==== TRECHO SELECIONADO

As histórias de Letícia e Aline ecoam uma verdade universal sobre a maternidade: é uma jornada repleta de desafios, renúncias e mudanças, mas também de um amor que redefine tudo. Mais do que um papel, ser mãe é uma transformação que revela a essência do que significa amar incondicionalmente.
Amor que tudo transforma
Renata Souza se tornou mãe aos 23 anos. Naquele momento, sentiu o peso de uma decisão importante: criar sua filha como mãe solo. O início dessa caminhada foi marcado por sentimentos de angústia e incerteza. Ela lembra como foi descobrir que estava grávida, um misto de pânico e a sensação de que sua vida havia virado de cabeça para baixo. O dinheiro, que antes era apenas dela, agora seria direcionado para alguém que dependeria completamente dela. Renata, que sempre teve o controle sobre sua própria rotina, se viu em um turbilhão de dúvidas. “Será que vou dar conta? Será que vai dar certo?”

========
==== MATERIAL FORNECIDO

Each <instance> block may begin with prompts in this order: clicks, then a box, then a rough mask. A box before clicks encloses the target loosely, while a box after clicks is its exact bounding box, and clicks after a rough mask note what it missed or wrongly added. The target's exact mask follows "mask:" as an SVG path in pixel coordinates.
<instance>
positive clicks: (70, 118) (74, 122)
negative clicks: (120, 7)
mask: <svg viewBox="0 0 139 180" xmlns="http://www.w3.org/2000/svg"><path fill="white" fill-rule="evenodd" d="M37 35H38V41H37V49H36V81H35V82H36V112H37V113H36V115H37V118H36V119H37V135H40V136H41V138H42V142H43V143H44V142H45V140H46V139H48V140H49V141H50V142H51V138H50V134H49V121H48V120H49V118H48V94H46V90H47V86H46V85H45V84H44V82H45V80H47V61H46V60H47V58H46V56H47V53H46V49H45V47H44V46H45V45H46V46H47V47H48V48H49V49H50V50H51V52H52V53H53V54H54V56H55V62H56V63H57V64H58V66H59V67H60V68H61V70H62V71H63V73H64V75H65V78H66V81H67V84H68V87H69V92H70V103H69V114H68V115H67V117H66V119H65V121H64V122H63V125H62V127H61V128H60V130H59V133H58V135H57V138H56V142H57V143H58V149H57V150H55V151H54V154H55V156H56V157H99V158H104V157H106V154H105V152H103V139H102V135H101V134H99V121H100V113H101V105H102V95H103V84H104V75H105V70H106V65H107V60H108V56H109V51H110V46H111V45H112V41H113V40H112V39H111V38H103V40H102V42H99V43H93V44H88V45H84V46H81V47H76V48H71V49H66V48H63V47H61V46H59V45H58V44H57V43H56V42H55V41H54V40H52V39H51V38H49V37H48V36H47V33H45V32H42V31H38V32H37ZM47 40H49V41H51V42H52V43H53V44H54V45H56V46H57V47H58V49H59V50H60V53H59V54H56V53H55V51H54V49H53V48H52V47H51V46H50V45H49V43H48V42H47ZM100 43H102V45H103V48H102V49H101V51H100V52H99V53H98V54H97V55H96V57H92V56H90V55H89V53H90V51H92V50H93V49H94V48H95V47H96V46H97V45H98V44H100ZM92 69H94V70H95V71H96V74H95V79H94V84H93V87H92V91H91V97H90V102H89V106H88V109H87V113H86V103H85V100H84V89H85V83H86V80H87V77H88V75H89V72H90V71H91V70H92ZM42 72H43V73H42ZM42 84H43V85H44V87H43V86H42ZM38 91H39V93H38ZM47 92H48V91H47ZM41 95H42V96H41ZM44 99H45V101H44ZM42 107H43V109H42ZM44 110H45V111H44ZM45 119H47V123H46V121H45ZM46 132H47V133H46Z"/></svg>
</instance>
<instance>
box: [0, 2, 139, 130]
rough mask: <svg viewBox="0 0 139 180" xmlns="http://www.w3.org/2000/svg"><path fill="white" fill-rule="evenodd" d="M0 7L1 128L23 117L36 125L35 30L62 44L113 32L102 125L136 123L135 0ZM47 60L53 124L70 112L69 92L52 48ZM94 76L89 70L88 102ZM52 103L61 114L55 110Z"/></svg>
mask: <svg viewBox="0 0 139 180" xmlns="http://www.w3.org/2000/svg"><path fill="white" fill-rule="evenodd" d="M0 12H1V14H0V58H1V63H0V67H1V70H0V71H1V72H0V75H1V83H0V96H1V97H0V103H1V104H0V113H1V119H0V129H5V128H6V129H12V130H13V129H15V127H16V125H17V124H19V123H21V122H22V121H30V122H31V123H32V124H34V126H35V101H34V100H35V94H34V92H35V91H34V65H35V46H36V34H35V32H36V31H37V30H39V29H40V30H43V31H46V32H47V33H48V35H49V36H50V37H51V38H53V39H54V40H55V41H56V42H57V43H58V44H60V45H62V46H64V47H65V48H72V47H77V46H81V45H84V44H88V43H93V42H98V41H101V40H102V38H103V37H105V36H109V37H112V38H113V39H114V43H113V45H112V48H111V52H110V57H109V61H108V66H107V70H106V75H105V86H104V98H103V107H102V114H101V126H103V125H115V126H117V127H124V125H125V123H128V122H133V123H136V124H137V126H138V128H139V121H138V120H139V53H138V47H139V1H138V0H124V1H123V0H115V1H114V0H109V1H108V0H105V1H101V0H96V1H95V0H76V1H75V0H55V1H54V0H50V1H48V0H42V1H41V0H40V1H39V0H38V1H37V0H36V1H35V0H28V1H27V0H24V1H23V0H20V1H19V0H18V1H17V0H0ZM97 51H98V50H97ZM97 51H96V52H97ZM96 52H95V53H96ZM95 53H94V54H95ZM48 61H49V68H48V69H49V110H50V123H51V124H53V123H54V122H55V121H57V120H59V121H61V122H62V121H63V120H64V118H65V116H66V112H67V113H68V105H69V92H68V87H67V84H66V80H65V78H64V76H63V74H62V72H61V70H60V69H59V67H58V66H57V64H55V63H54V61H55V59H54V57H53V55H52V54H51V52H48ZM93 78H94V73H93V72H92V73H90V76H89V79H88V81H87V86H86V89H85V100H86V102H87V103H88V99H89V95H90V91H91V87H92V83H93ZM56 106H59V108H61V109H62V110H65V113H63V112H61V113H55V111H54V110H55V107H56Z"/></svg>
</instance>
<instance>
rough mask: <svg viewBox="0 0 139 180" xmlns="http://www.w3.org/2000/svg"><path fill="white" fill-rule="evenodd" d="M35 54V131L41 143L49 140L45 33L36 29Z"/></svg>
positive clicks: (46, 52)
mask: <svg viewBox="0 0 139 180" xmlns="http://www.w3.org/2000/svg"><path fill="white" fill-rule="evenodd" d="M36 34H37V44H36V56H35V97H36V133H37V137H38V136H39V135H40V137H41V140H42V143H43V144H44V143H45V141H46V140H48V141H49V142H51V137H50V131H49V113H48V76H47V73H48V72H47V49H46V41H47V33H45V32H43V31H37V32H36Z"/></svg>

========

» **TAREFA A**:
De acordo com o trecho sobre maternidade, por que o começo da caminhada de Renata Souza como mãe foi marcado por angústia e incerteza? Responda em uma a três frases.
» **TAREFA B**:
Dê continuidade ao trecho sobre maternidade, começando logo após a última frase apresentada.

» **RESPOSTA ESPERADA A**:
Aos 23 anos, Renata sentiu o peso de decidir criar a filha como mãe solo. O dinheiro, que antes era só dela, passaria a ser destinado a alguém que dependeria completamente dela. Além disso, ela, que sempre controlou a própria rotina, viu-se num turbilhão de dúvidas.

» **RESPOSTA ESPERADA B**:
Sete anos depois, já com 30 anos, Renata encarou uma nova gravidez, desta vez planejada e com o apoio do marido. Ver o teste positivo, dessa vez, trouxe outro tipo de emoção: alívio. “Tentamos por seis meses”, conta, relembrando a ansiedade que sentia a cada falha no planejamento. Agora, a expectativa era diferente, mas a intensidade da transformação persistia. Mesmo assim, Renata nunca romantizou a maternidade. “É um processo de mudança profunda, você se deforma, não só fisicamente, mas na alma e na maneira de pensar”, reflete. “A gestação, assim como as rosas, tem sua beleza, mas também seus espinhos.”
Graziela Blanch, mãe de três, também experimentou como a maternidade pode ser agridoce. Ela realizou o sonho de ser mãe em meio a circunstâncias desafiadoras. Após superar um câncer, engravidar rapidamente foi uma surpresa. Entretanto, a sensação de invasão a acompanhou durante toda a gestação, intensificando-se após o nascimento de sua primeira filha, Flor. “O corpo da gestante passa a ser público, a pessoa se sente no direito de te tocar, mas eu não estou te convidando e isso torna-se muito claro quando você tem o bebê, ele não é seu. É você quem cuida, quem fica sem dormir, mas você não sabe cuidar. Isso é muito forte na criação dos filhos”, conta.
O desejo de aumentar a família surgiu logo após o nascimento de Flor. Aos 37 anos, Graziela e o marido optaram pela adoção e receberam Aline e Rodrigo. A chegada das crianças trouxe uma nova dinâmica ao lar, marcada por desafios inesperados. Rodrigo foi diagnosticado com Transtorno do Espectro Autista e a família se viu em uma luta contínua por terapias, ajustes e compreensão. “Uma criança atípica às vezes está estável e, de repente, algo muda e você não sabe o porquê”, explica Graziela.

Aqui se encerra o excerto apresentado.